Opinion
10503/06.
November 22, 2010.
The following papers have been read on this motion:
Papers Numbered Notice of Motion for Summary Judgment. Affirmation and Exhibits_1___Affirmation in Opposition and Exhibits___________________2___Reply Affirmation and Exhibits_________________________3___
Defendant moves, pursuant to CPLR § 3212, for an order granting summary judgment and dismissing plaintiffs' complaint. Plaintiffs oppose defendant's motion.
Plaintiffs commenced this action for damages due to an alleged assault to plaintiff Sabrina Geraci-Yee (the "infant plaintiff") by another high school student, Stephania Pena ("Ms. Pena") while on the grounds of defendant's Freeport High School. Plaintiff alleges that on March 29, 2006, at the end of a play rehearsal at approximately 8:40 p.m., the infant plaintiff got into a physical confrontation wherein the infant plaintiff allegedly suffered injuries.
Defendant contends it had no evidence that Ms. Pena was a disciplinary problem ( see Defendant's Affirmation in Support Exhibit O) and it has no prior complaints from the infant plaintiff or her parents as to Ms. Pena. See Defendant's Affirmation in Support Exhibit C, p. 19. The infant plaintiff stated Ms. Pena did not make any physical threats toward the infant plaintiff prior to the March 29, 2006 incident. See Defendant's Affirmation in Support Exhibit J, pp. 19-20 and Exhibit Q. The infant plaintiff never requested a security detail for protection against anyone. See Defendant's Affirmation in Support Exhibit C, p. 127.
As to the specific incident of March 29, 2006, Ms. Pena had been attending softball practice when Ms. Pena approached the infant plaintiff in the hallway as the infant plaintiff sought to enter play practice. Ms. Pena accused the infant plaintiff of having a sexual encounter with Ms. Pena's boyfriend. While it is alleged Ms. Pena did not touch the infant plaintiff, it is alleged Ms. Pena spat on the infant plaintiff. The infant plaintiff continued to play practice. The infant plaintiff did not inform the teacher in charge of the play rehearsal. When play practice was over, Ms. Pena again approached the infant plaintiff and the infant plaintiff began to scuffle. School security broke up the incident within a minute of the start of the altercation.
Prior to the March 29, 2006 incident, the infant plaintiff did have problems with a few other female students (not Ms. Pena). The infant plaintiff reported the problems to the infant plaintiff's softball coach, Ms. Christina Bivona, and the problems ended. Ms. Bivona stated she had not heard of physical threats against the infant plaintiff. See Defendant's Affirmation in Support Exhibit O.

INFORMATION SHOWN –
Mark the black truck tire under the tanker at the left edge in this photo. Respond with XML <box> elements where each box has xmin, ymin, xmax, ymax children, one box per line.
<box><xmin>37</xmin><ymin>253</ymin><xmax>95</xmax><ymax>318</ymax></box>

WORK REQUEST 1 –
In the court opinion, at approximately what time did the play rehearsal end on March 29, 2006?
WORK REQUEST 2 –
Carry the court opinion forward from the point where it stops.
The material plays no part in this.

WRITTEN RESPONSE 1 –
Approximately 8:40 p.m.

WRITTEN RESPONSE 2 –
Plaintiffs allege defendant owed the infant plaintiff a "special duty." As to a "special duty" to establish a special duty of protection, a party must show the assumption by the public entity through promises or action, of an affirmative duty to act on behalf of the injured party, knowledge on the part of the defendant that inaction could lead to harm of the plaintiff, some form of direct contact between the defendant and the injured plaintiff and the injured plaintiff's justifiable reliance on the defendant's affirmative action. See Basher v. City of New York, 268 A.D.2d 546, 702 N.Y.S.2d 371 (2d Dept. 2000) lv to app den. 95 N.Y.2d 759, 704 N.Y.S.2d 709 (2000). The mere implementation of security measures at a high school does not give rise to a special duty. See Dickerson v. City of New York, 258 A.D.2d 433, 684 N.Y.S.2d 584 (2d Dept. 1999).
Here, defendant's act of having security guards did not create a special duty to protect the infant plaintiff. There is no indication that the security guards were hired specifically to protect the infant plaintiff or a limited class of which the infant plaintiff was a member. See Blanc v. City of New York, 223 A.D.2d 522, 636 N.Y.S.2d 112 (2d Dept. 1996); Salmond by Salmond v. Board of Education of City of New York, 131 A.D.2d 829, 517 N.Y.S.2d 90 (2d Dept. 1987).
A "special duty" involves a promise of protection to a particular citizen as opposed to the population at large. See Cuffy v. City of New York, 69 N.Y.2d 255, 513 N.Y.S.2d 372 (1987). Plaintiffs have not set forth or shown a "special relationship" existed between the infant plaintiff and defendant. See Shinder v. State of New York, 62 N.Y.2d 945, 479 N.Y.S.2d 189 (1984); Dickerson v. City of New York, supra.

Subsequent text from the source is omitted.